» **YOUR OBJECTIVE**
List every line in the records below that contains the word "outline". Case counts.

########

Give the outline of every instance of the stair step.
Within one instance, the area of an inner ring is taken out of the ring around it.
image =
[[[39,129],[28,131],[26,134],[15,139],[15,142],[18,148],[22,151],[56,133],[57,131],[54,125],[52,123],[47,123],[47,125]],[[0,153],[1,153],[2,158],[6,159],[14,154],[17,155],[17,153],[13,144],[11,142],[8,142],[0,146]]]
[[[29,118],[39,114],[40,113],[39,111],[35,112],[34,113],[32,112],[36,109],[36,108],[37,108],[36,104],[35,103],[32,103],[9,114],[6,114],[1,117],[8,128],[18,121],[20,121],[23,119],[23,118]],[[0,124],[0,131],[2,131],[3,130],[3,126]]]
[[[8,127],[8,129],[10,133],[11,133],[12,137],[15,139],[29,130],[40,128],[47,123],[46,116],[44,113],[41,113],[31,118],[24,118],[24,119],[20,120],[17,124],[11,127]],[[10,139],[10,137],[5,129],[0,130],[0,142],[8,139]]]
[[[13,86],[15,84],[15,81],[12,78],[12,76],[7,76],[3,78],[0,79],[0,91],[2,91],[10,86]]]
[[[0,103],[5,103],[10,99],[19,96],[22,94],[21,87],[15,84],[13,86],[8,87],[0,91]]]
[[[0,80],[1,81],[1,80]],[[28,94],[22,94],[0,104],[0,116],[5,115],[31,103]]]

########

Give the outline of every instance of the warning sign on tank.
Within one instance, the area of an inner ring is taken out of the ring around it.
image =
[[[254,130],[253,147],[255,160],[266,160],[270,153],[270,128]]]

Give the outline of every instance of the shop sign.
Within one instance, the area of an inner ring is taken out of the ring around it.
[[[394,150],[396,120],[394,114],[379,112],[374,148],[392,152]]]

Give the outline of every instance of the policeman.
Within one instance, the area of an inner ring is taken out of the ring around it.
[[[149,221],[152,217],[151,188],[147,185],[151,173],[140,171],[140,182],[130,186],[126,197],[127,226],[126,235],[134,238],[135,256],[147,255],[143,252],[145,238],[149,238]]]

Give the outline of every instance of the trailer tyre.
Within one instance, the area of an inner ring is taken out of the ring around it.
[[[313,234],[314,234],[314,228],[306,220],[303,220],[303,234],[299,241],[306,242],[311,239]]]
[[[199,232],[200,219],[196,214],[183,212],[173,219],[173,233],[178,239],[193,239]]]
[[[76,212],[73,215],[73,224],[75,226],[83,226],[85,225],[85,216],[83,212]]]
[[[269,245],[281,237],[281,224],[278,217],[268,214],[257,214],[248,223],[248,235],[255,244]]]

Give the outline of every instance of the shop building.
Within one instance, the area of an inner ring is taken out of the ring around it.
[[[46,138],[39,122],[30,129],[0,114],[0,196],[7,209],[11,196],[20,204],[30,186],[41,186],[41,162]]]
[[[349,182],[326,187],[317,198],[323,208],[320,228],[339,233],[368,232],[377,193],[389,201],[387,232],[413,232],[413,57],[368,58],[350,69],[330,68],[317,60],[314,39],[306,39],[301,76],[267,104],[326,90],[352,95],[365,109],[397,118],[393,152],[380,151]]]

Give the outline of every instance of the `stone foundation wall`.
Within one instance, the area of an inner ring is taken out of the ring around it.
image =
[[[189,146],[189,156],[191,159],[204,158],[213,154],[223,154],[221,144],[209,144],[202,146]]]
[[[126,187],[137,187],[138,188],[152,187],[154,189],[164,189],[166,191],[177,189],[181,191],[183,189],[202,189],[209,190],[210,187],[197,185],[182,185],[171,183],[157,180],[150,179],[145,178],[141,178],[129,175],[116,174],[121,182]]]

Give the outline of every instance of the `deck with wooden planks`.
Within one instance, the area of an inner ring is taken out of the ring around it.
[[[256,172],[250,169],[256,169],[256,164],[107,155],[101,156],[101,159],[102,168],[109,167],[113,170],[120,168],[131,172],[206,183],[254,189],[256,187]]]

########

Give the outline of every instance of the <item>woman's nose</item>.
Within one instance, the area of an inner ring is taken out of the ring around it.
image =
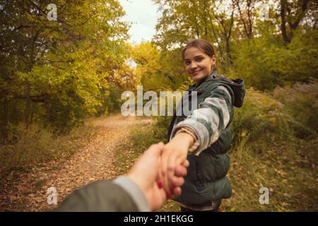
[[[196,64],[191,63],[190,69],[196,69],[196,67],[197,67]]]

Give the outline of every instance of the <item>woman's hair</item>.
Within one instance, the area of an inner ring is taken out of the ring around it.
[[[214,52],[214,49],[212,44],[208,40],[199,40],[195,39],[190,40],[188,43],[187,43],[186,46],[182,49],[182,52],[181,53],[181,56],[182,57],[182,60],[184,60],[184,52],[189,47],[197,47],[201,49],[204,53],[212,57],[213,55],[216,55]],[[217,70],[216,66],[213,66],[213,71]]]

########

» **FINAL ANSWER**
Give the outline of every instance of the stair step.
Give the outline of every instance of the warning sign on tank.
Give the outline of every instance of the shop sign.
Give the outline of every instance of the policeman.
Give the outline of every instance of the trailer tyre.
Give the outline of every instance of the shop building.
Give the outline of every instance of the `stone foundation wall`.
Give the outline of every instance of the `deck with wooden planks`.
Give the outline of every instance of the <item>woman's nose</item>.
Give the outline of every instance of the <item>woman's hair</item>.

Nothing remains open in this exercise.